What is needed.
Could you copy every one of the rows below word for word, keeping each line unchanged?

Data extract.
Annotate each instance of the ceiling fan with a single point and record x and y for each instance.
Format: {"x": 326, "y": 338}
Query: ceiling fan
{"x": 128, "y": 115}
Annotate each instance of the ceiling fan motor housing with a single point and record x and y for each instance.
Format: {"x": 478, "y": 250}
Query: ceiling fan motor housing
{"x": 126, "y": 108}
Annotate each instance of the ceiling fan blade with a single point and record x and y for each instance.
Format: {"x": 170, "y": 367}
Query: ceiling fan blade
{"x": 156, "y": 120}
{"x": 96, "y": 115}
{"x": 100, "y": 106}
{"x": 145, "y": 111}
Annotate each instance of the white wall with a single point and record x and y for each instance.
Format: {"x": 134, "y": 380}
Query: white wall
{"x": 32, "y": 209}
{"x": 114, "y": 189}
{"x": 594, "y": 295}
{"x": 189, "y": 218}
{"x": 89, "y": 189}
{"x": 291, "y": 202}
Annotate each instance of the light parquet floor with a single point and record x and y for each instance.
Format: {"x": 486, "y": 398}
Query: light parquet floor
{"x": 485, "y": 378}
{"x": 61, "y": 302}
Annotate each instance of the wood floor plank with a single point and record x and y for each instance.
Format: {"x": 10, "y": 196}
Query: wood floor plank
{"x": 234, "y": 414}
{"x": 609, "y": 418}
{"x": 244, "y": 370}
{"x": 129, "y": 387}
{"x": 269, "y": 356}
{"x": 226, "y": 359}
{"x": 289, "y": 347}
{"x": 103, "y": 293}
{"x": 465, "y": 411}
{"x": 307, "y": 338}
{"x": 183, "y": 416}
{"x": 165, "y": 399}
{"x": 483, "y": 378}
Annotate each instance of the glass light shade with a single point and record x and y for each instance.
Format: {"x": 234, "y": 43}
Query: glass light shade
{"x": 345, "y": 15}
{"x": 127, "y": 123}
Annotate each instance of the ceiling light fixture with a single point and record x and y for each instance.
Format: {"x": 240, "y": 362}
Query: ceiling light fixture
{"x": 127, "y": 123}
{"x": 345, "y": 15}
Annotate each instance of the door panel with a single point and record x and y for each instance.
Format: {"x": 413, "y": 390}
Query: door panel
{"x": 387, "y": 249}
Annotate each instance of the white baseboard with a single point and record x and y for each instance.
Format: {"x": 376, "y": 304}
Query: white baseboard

Expected answer.
Annotate each instance of the ceiling fan with a single point and record x and y for each instance.
Format: {"x": 326, "y": 338}
Query: ceiling fan
{"x": 128, "y": 115}
Annotate each instance of the ceiling fan motor housing with a single point and record x and y for each instance.
Format: {"x": 478, "y": 250}
Query: ceiling fan motor housing
{"x": 126, "y": 108}
Annotate each instance of the ceiling fan blade with a single point and record x and y for each instance.
Format: {"x": 170, "y": 367}
Query: ceiling fan blade
{"x": 156, "y": 120}
{"x": 96, "y": 115}
{"x": 100, "y": 106}
{"x": 145, "y": 111}
Annotate each instance of the white wall with a single point and record x and y for each instance.
Format: {"x": 134, "y": 380}
Query: white wall
{"x": 32, "y": 209}
{"x": 114, "y": 189}
{"x": 594, "y": 295}
{"x": 189, "y": 218}
{"x": 89, "y": 189}
{"x": 291, "y": 202}
Annotate each instance of the light parquet floor with a single point and record x and y for each instance.
Format: {"x": 486, "y": 398}
Query: light parquet floor
{"x": 485, "y": 378}
{"x": 61, "y": 302}
Annotate each instance of the wood floor plank with a single point and record x and y for each instance.
Format: {"x": 10, "y": 196}
Query: wood floor plank
{"x": 234, "y": 414}
{"x": 609, "y": 418}
{"x": 244, "y": 370}
{"x": 129, "y": 387}
{"x": 269, "y": 356}
{"x": 226, "y": 359}
{"x": 289, "y": 347}
{"x": 103, "y": 293}
{"x": 465, "y": 411}
{"x": 307, "y": 338}
{"x": 183, "y": 416}
{"x": 165, "y": 399}
{"x": 483, "y": 378}
Annotate each instance of the glass light shade with a single point and record x and y for each instance.
Format: {"x": 234, "y": 43}
Query: glass light shade
{"x": 345, "y": 15}
{"x": 127, "y": 123}
Annotate each instance of the ceiling light fixture with a single point and record x and y for each instance.
Format: {"x": 240, "y": 362}
Query: ceiling light fixture
{"x": 127, "y": 123}
{"x": 345, "y": 15}
Annotate each instance of the door panel with a single point and record x and y for each instance.
Format: {"x": 413, "y": 390}
Query: door panel
{"x": 387, "y": 249}
Annotate each instance of the white baseboard with a single point and record x and y for each instance.
Format: {"x": 376, "y": 304}
Query: white baseboard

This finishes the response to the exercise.